(RECORDED INFORMATION begins)

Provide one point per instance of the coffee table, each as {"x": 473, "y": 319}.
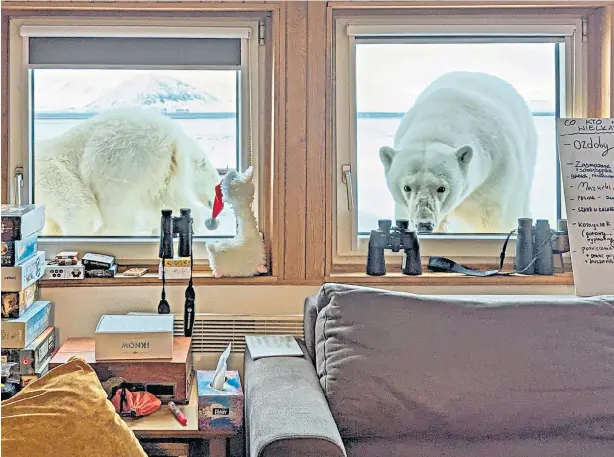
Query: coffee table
{"x": 161, "y": 434}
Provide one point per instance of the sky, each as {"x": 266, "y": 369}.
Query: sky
{"x": 389, "y": 76}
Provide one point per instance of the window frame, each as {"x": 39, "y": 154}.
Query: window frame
{"x": 137, "y": 250}
{"x": 348, "y": 249}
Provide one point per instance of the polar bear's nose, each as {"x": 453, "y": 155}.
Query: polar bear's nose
{"x": 425, "y": 227}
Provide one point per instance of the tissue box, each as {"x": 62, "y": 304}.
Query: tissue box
{"x": 219, "y": 409}
{"x": 129, "y": 337}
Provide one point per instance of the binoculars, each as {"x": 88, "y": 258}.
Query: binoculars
{"x": 171, "y": 226}
{"x": 537, "y": 245}
{"x": 394, "y": 238}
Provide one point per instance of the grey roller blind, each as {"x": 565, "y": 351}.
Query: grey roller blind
{"x": 134, "y": 51}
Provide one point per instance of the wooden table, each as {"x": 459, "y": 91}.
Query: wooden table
{"x": 161, "y": 434}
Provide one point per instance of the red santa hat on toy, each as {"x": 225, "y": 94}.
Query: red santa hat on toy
{"x": 212, "y": 223}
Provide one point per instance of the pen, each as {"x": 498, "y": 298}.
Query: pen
{"x": 178, "y": 414}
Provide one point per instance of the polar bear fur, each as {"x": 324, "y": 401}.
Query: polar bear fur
{"x": 112, "y": 174}
{"x": 243, "y": 255}
{"x": 463, "y": 157}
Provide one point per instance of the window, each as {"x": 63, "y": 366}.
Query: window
{"x": 449, "y": 123}
{"x": 121, "y": 121}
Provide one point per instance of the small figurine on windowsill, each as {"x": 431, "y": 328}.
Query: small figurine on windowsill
{"x": 244, "y": 254}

(RECORDED INFORMATION ends)

EXERCISE PROMPT —
Every entry above has to be repeated exactly, apart from its pictures.

REPLY TO THE TASK —
Provide one point per instance of the coffee table, each as {"x": 473, "y": 319}.
Query: coffee table
{"x": 161, "y": 434}
Provide one point per instance of the sky, each as {"x": 266, "y": 369}.
Query: sky
{"x": 389, "y": 76}
Provide one point per instance of the window frame, each as {"x": 39, "y": 154}.
Query: window frame
{"x": 137, "y": 250}
{"x": 348, "y": 249}
Provide one point per instance of the polar bear's nose, each as {"x": 453, "y": 155}.
Query: polar bear's nose
{"x": 425, "y": 227}
Provide one point per instance of the tissue box, each as {"x": 62, "y": 304}.
Query: tissue box
{"x": 219, "y": 409}
{"x": 129, "y": 337}
Provide one point per instance of the binoculars, each as {"x": 88, "y": 258}.
Query: binoculars
{"x": 171, "y": 226}
{"x": 537, "y": 245}
{"x": 394, "y": 238}
Provide one point per instance of the grey roller blind, each as {"x": 565, "y": 351}.
Query: grey roller blind
{"x": 134, "y": 51}
Provide one point per instance of the wooden table, each as {"x": 459, "y": 91}.
Query: wooden table
{"x": 161, "y": 434}
Provide one point per instance of the red santa hat on toy, each as {"x": 225, "y": 94}.
Query: red santa hat on toy
{"x": 212, "y": 223}
Provide one point per instance of the pen, each as {"x": 498, "y": 298}.
Query: pen
{"x": 178, "y": 414}
Provide one point per instance of the polar bear fur, each as {"x": 324, "y": 401}.
Query: polar bear fur
{"x": 112, "y": 174}
{"x": 243, "y": 255}
{"x": 463, "y": 157}
Provide one point per instance of the window, each as {"x": 63, "y": 366}.
Query: window
{"x": 449, "y": 123}
{"x": 121, "y": 121}
Provide one point per instance of the small figurine on windowsill, each as {"x": 431, "y": 328}.
Query: small figurine on windowsill
{"x": 244, "y": 254}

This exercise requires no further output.